[TEXTO FORNECIDO]
Uma noite de terça na Augusta


O plano era simples: voltara da musculação morrendo de fome, não estava a fim de preparar e comer um macarrão-gororoba de novo, e decidi comer num fast food japonês, no baixo Augusta. Depois de jantar, se desse vontade (claro que deu) desceria um pouco mais, até aonde houvesse movimento, subiria pela calçada do outro lado, e nem uma hora depois, chegaria em casa devidamente alimentado (ia dizer “bem alimentado”, mas depois de jantar junkie food o máximo que se pode dizer é alimentado). Trocaria de roupa, talvez nem lesse e ficasse como na noite anterior: pensando, ao som de Sigur Rós, o porquê de Yuki ter me atraído mais do que May ou Yumiyoshi, apesar de ser uma garota de treze anos, meio mediúnica e de modos secos – falo de personagens do romance Dance dance dance, do Harumi Murakami. E sem concluir meus pensamentos, dormiria o sono dos justos.

Não foi bem o que aconteceu. No meio do caminho encontrei dois amigos num bar, parei para dar um alô, trocar rapidamente uma idéia – em pé, mesmo – e seguir meu plano original. Começou que esse rapidamente já devia estar durando quase dez minutos, mas eu resistia a sentar – até porque eles estavam na saideira.

Estava em pé conversando, quando uma mulher veio pedir ajuda pra segurar uma outra. Reparamos no bafafá que acontecia do outro lado da porta do bar, nos olhamos – depois um dos meus amigos disse que de início achou que se tratava de um cantada –, enquanto nos olhávamos tentando entender, sinto uma pancada no lado direito, na altura do rim. Na troca de tapas entre duas mulheres, uma delas foi empurrada e me acertou. Não que tenha sido um golpe que me fez contorcer de dor, mas não foi de leve e foi bem colocado. Depois dessa, aceitei sentar um pouco, pra seguir com a conversa, enquanto meus amigos tomavam sua segunda saideira. Para facilitar a crônica, chamemos a um deles de “amigo lindo”, e ao outro de “amigo do Garcia” – razão que ficará clara no correr desta crônica.

Pouco depois desse empurra-empurra, a mulher que me acertara o rim – que devia ser amiga dos donos – entra no bar e volta com um controle remoto que joga no meio da rua: “venga segurar-me”, desafia em portunhol. O amigo lindo ainda mantem o bom humor, pede pro dono: “aumenta o som da tevê, por favor!” Um tempo depois a mulher entra no bar de novo e quebra algo dentro. “O clima não está bom, vamos tomar a saideira e vazar”, sugere o amigo do Garcia. A mulher segue causando, e a dona decide chamar a polícia. Meus amigos decidem tomar uma saideira mais, pra ver como vai acabar a história. Acaba que a polícia chega muito tempo depois: já havia dado tempo pra pedir a quarta saideira e a mulher já havia sumido – e olha que ela ficou um tempo rondando por lá. Enquanto isso conversávamos quase-amenidades: Casuística (claro), Deleuze, estruturalismo, Debord, fim da PM, Safatle... Um morador de rua passa correndo: vacilou, a polícia já tem quem pegar: preto pobre e fugindo: é culpado. Saem atrás dele, e o alcançam uma quadra acima para uma geral.

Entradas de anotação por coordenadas

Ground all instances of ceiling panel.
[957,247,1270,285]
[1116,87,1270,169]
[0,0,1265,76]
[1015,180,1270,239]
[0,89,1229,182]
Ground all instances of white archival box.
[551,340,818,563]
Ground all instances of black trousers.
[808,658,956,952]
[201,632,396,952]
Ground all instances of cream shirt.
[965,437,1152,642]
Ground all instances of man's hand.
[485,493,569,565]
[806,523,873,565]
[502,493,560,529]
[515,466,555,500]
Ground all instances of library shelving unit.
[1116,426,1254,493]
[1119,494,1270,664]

[TAREFA PROPOSTA 1]
Na crônica, por que o narrador diz que chegaria em casa apenas "devidamente alimentado", em vez de "bem alimentado"? Responda em até três frases.
[TAREFA PROPOSTA 2]
Devolva da crônica o trecho que começa em "O plano era" e segue até "sono dos justos.", sem alterar nada.

[RESULTADO CORRETO 1]
Porque o jantar seria num fast food, e depois de comer junkie food o máximo que se pode dizer é que a pessoa está alimentada, não bem alimentada.

[RESULTADO CORRETO 2]
O plano era simples: voltara da musculação morrendo de fome, não estava a fim de preparar e comer um macarrão-gororoba de novo, e decidi comer num fast food japonês, no baixo Augusta. Depois de jantar, se desse vontade (claro que deu) desceria um pouco mais, até aonde houvesse movimento, subiria pela calçada do outro lado, e nem uma hora depois, chegaria em casa devidamente alimentado (ia dizer “bem alimentado”, mas depois de jantar junkie food o máximo que se pode dizer é alimentado). Trocaria de roupa, talvez nem lesse e ficasse como na noite anterior: pensando, ao som de Sigur Rós, o porquê de Yuki ter me atraído mais do que May ou Yumiyoshi, apesar de ser uma garota de treze anos, meio mediúnica e de modos secos – falo de personagens do romance Dance dance dance, do Harumi Murakami. E sem concluir meus pensamentos, dormiria o sono dos justos.